What to work on =>
Show every line of the records below that contains the word "green", copying each line in full.

Material =>
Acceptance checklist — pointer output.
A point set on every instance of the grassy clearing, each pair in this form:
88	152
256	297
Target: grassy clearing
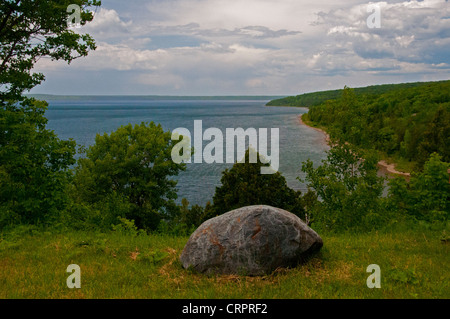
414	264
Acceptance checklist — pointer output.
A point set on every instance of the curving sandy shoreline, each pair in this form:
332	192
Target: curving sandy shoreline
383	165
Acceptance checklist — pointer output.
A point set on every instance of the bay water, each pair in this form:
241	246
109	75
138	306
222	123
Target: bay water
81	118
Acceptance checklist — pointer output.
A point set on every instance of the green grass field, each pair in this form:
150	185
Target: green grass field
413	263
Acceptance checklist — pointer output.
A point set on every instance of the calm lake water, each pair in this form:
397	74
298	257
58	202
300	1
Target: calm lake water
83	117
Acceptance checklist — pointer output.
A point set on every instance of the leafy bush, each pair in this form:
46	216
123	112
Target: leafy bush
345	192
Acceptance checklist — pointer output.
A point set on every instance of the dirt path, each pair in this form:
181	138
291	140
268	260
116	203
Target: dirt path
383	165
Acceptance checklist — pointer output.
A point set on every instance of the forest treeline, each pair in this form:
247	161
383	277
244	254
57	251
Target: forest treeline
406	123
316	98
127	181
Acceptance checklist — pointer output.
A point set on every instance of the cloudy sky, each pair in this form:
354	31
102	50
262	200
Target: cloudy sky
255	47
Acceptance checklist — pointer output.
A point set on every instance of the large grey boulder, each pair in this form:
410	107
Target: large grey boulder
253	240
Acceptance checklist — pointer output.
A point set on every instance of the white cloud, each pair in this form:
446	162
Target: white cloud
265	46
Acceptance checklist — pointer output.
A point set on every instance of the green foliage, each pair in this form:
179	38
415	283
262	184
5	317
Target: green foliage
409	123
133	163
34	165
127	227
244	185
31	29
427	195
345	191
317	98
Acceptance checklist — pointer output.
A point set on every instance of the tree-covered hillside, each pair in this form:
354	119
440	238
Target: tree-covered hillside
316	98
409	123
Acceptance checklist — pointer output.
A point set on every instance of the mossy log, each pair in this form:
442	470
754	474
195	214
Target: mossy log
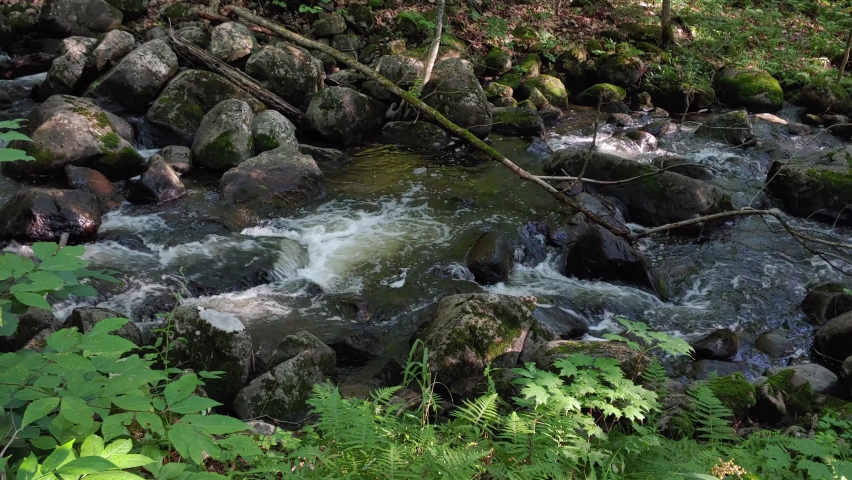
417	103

* * *

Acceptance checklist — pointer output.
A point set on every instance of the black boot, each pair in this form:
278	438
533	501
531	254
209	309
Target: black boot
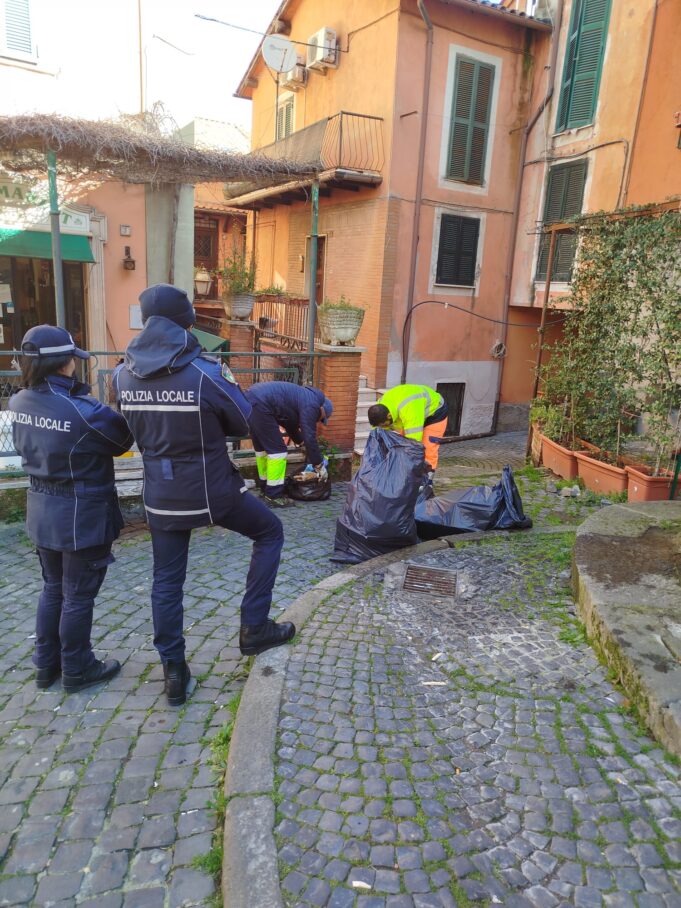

The reply =>
A point set on every instance of the green grass field, each pair in this form:
Target: green grass field
A point set on every instance of the green foliage, each pair in this form:
Target: green foliage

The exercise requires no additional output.